**Dataset records**
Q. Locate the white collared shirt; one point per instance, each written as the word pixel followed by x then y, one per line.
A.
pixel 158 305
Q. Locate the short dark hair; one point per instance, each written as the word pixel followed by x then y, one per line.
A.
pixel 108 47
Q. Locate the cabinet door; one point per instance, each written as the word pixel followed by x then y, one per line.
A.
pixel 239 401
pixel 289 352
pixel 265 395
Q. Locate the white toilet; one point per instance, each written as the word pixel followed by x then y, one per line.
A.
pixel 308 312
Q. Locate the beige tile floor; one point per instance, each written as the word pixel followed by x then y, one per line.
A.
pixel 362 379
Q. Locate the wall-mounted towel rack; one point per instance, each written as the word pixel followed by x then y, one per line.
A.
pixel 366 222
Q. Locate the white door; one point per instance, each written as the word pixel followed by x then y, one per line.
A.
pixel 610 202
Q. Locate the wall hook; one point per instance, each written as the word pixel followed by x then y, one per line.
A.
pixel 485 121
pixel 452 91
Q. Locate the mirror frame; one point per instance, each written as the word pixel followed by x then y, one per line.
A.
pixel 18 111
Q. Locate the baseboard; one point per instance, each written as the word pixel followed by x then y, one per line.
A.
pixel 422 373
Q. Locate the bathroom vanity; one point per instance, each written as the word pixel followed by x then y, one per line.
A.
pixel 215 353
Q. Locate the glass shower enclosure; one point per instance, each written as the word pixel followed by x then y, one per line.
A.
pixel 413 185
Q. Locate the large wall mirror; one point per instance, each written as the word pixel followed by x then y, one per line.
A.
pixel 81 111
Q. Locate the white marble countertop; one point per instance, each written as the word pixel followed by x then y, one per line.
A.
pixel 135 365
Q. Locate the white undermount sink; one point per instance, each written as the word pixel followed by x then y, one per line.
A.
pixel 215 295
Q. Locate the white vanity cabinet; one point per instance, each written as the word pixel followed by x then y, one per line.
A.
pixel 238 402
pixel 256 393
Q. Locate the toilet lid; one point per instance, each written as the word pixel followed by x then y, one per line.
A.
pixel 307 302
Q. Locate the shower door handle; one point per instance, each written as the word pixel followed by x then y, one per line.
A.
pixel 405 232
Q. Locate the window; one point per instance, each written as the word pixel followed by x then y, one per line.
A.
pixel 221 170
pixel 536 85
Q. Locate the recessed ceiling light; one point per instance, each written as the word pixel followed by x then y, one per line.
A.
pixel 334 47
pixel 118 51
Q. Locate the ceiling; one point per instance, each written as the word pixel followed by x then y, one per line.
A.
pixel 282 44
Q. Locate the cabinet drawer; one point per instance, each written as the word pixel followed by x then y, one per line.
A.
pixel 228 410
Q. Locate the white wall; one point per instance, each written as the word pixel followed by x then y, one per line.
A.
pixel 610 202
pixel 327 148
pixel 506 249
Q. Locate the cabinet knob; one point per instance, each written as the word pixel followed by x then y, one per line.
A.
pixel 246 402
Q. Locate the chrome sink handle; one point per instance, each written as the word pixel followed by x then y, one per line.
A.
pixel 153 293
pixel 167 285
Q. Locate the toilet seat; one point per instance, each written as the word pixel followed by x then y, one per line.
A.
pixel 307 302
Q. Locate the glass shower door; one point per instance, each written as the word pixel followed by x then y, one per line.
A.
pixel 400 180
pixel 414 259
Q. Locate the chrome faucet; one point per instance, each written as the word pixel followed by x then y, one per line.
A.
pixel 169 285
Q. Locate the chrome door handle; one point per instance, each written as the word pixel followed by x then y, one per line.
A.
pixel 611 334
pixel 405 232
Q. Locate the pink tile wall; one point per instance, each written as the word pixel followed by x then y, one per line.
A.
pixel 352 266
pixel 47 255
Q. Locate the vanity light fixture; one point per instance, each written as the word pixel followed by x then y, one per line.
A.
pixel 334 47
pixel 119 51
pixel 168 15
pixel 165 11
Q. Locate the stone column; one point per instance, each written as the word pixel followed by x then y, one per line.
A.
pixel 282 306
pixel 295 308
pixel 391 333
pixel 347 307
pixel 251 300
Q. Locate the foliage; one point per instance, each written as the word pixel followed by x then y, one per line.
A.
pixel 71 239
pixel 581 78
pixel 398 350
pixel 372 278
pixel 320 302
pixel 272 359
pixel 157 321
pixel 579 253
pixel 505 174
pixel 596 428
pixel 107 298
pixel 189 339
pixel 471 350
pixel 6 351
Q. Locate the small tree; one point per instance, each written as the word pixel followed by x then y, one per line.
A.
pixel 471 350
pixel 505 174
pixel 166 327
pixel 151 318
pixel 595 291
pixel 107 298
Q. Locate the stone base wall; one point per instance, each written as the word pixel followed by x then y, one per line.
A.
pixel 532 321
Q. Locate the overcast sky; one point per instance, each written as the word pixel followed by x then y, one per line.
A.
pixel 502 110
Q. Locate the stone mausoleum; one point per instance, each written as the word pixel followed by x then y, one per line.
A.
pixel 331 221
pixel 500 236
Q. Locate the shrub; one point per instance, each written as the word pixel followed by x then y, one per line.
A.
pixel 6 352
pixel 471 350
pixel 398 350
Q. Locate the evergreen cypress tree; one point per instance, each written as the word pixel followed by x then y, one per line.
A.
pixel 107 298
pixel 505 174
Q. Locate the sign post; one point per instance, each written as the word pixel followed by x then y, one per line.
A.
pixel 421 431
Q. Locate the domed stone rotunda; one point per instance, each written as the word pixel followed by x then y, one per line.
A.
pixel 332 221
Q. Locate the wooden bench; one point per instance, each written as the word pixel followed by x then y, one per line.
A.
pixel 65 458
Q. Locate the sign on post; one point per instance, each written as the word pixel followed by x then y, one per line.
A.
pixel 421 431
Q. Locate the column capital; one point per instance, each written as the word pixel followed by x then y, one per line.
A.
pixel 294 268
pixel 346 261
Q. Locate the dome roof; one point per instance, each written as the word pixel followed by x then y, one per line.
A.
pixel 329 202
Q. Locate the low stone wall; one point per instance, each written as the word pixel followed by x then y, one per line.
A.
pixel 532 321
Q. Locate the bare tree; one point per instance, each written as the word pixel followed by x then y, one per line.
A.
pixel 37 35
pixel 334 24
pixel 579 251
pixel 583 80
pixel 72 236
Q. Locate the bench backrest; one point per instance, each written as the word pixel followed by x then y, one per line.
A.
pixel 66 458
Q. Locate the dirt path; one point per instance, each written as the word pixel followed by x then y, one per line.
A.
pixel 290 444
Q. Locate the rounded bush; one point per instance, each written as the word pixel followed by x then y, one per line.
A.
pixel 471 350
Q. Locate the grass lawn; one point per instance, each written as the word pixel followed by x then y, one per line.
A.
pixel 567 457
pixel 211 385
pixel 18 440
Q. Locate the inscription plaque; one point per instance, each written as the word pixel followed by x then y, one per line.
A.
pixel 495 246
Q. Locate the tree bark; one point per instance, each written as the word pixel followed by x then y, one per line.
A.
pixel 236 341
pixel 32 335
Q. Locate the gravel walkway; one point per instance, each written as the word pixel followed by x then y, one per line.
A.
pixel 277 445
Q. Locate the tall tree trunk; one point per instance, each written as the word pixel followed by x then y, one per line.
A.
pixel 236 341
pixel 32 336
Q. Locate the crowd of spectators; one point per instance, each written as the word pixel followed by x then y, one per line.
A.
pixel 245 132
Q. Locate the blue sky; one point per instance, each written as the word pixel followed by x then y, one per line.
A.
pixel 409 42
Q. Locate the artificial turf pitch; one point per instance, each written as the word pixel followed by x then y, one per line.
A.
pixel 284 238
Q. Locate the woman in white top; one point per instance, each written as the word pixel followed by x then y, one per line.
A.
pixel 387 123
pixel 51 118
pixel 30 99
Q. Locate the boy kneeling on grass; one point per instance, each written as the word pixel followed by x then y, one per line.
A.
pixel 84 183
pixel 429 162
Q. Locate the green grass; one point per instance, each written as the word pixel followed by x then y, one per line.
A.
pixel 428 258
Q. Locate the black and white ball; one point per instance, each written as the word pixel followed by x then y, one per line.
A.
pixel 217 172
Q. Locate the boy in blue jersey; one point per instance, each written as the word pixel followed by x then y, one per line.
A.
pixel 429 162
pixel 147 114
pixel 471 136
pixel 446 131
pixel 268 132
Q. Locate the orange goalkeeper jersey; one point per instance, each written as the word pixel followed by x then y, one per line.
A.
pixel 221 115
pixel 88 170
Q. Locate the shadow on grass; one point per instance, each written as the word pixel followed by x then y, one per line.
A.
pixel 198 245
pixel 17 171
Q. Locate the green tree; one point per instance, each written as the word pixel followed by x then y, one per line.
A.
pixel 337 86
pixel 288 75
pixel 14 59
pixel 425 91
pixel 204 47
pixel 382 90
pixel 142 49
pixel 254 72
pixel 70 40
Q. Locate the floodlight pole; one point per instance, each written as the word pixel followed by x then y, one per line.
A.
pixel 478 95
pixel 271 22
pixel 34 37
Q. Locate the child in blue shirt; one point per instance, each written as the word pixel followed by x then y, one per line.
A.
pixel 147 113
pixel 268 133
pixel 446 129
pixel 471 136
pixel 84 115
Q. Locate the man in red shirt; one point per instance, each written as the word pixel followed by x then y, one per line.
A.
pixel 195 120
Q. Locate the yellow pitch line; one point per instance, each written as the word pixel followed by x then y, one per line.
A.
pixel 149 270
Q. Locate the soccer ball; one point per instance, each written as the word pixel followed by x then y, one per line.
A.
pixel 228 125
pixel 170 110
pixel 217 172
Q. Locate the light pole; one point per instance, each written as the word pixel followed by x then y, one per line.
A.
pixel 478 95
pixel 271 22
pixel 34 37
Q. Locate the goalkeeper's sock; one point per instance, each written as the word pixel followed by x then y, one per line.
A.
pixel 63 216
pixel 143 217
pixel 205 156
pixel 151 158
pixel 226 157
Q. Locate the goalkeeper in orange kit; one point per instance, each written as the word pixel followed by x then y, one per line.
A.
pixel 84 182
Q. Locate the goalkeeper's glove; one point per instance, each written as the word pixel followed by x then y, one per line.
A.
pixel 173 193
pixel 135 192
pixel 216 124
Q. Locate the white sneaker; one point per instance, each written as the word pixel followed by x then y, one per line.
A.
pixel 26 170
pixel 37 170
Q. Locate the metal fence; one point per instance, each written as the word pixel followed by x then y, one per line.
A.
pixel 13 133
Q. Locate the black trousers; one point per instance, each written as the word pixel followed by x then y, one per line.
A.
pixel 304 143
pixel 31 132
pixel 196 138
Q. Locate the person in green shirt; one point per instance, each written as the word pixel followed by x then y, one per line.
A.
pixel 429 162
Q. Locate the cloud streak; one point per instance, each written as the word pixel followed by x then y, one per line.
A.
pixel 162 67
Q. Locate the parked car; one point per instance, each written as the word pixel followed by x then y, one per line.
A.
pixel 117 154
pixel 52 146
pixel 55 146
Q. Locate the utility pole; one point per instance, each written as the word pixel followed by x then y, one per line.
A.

**Task to carry out**
Return, without any change, the lines of the items from the one containing "Q. Locate the toilet lid;" through the one containing "pixel 282 44", with both of those lines included.

**Answer in full**
Q. Locate the toilet lid; one point per instance, each written as the word pixel followed by x then y, one per line.
A.
pixel 307 302
Q. Locate the shower door handle; one point per instance, each written as the word pixel followed by x then y, one per line.
A.
pixel 405 232
Q. Locate the window; one point per instance, each written as the word pixel followed by x then y, one per line.
A.
pixel 221 170
pixel 536 85
Q. Locate the recessed ceiling light; one point per instance, each written as the word pixel followed by x then y, one per line.
A.
pixel 334 47
pixel 118 51
Q. Locate the ceiling; one point per instance, each written as the word pixel followed by x then y, one per line.
A.
pixel 282 44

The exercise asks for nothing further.